• TAREAS A REALIZAR:
**a)** ¿Puedes repetir al pie de la letra el fragmento del relato sobre los profesores que va desde «El profesor Fernanado» hasta «resultó muy gracioso.»?
**b)** ¿Qué obras se mencionan por su título en el relato sobre los profesores?
**c)** ¿Cómo se traduce al inglés esta oración del relato sobre los profesores: «Me miró fijamente unos segundos y sin pronunciar palabra me hizo sentar.»?

• TEXTO DADO:

------------------------------------------------------------------------

El profesor Fernanado Lizarán hablaba con la "z". Me contaron que en una clase de cosmografía explicó: - La palabra "altazimut" proviene del árabe. Se la puede escribir con "c", con "s" o con "z". Por lo tanto se puede decir "altazimut", "altazimut" o "altazimut"-. No sé si fue cierto, pero a mí el cuento me resultó muy gracioso.
Ezequiel Martínez Estrada fue profesor de literatura. Cuando hablaba de algún autor o de su obra, lo hacía con tanto sentimiento y entusiasmo, que podía pasar toda la hora hablando del mismo tema, entrecruzando sus dedos y levantando la vista de vez en cuando. Los alumnos lo llamaban "Patroclo", héroe de la mitologia griega. Nunca me gustó leer novelas ni cuentos, en especial si eran largos. Y los libros a leer eran interminables. Madame Bovary, David Copperfield, La Divina Comedia, etc. Para qué las leería si muchas de ellas se daban en el cine. Además en esos años estaba muy hundido dentro del estudio del ajedrez. A principios del año, este suave y romántico profesor me hace pasar al frente y me pide que hable sobre "La Apología de Sócrates" de Platón. En cuanto comencé a hablar, se dió cuenta que sólo había leído parte del resumen. Entonces él tomó la palabra que no abandonó casi hasta el final de la hora. Antes de hacerme sentar y ponerme un cero más grande que una casa, me preguntó: -¿Ud. alguna vez pensó sobre la muerte?- Si bien no me gustaba leer cierto tipo de libros, paradójicamente me gustaba escribir poemas y algunos pensamientos. Entre ellos, justamente los referidos a la muerte. Le dije una de mis definiciones:- "Cuando uno muere, es como si muriera todo lo que le rodea"-. Me miró fijamente unos segundos y sin pronunciar palabra me hizo sentar. Con sorpresa y alegría, en mil boletín apareció un 7 en literatura. Y así todos los bimestres sin que yo expusiera una palabra en clase.

------------------------------------------------------------------------

• MATERIAL DE PARTIDA:
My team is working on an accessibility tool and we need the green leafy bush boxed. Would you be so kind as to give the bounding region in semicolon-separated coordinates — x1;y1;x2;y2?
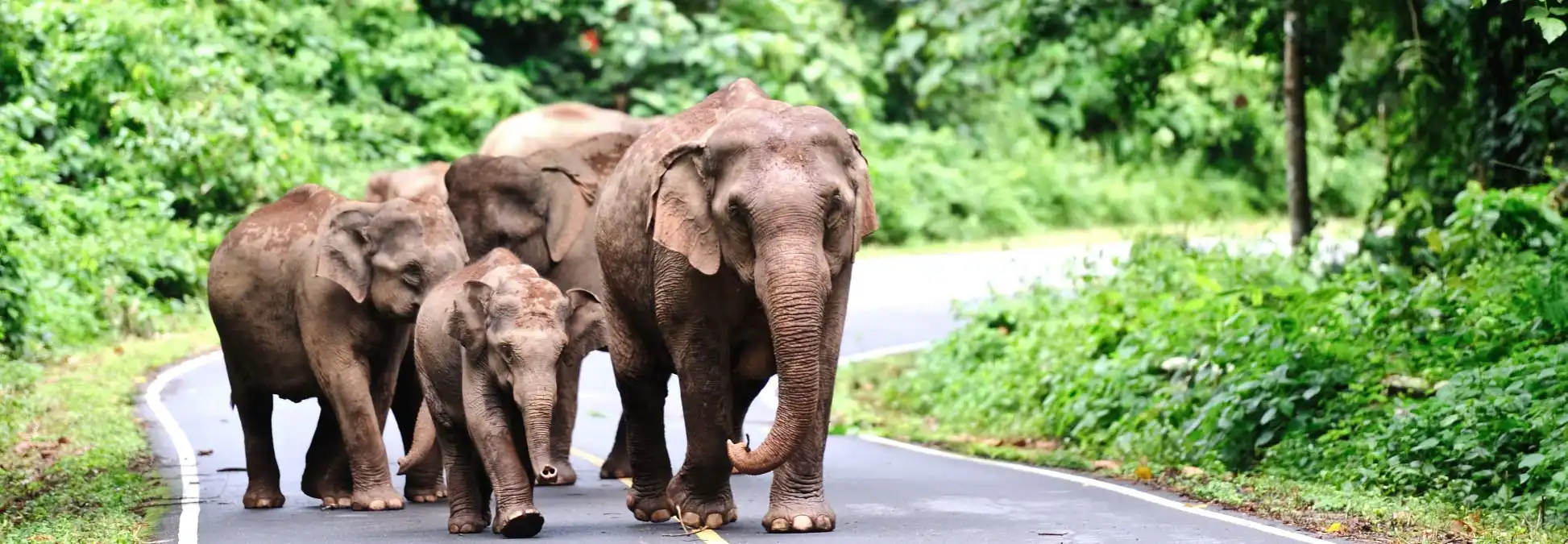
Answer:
881;186;1568;516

------------------------------------------------------------------------

• SOLUCIONES POR TAREA:
**a)**
El profesor Fernanado Lizarán hablaba con la "z". Me contaron que en una clase de cosmografía explicó: - La palabra "altazimut" proviene del árabe. Se la puede escribir con "c", con "s" o con "z". Por lo tanto se puede decir "altazimut", "altazimut" o "altazimut"-. No sé si fue cierto, pero a mí el cuento me resultó muy gracioso.

**b)** Madame Bovary, David Copperfield, La Divina Comedia y La Apología de Sócrates.

**c)** He stared at me for a few seconds and, without saying a word, had me sit down.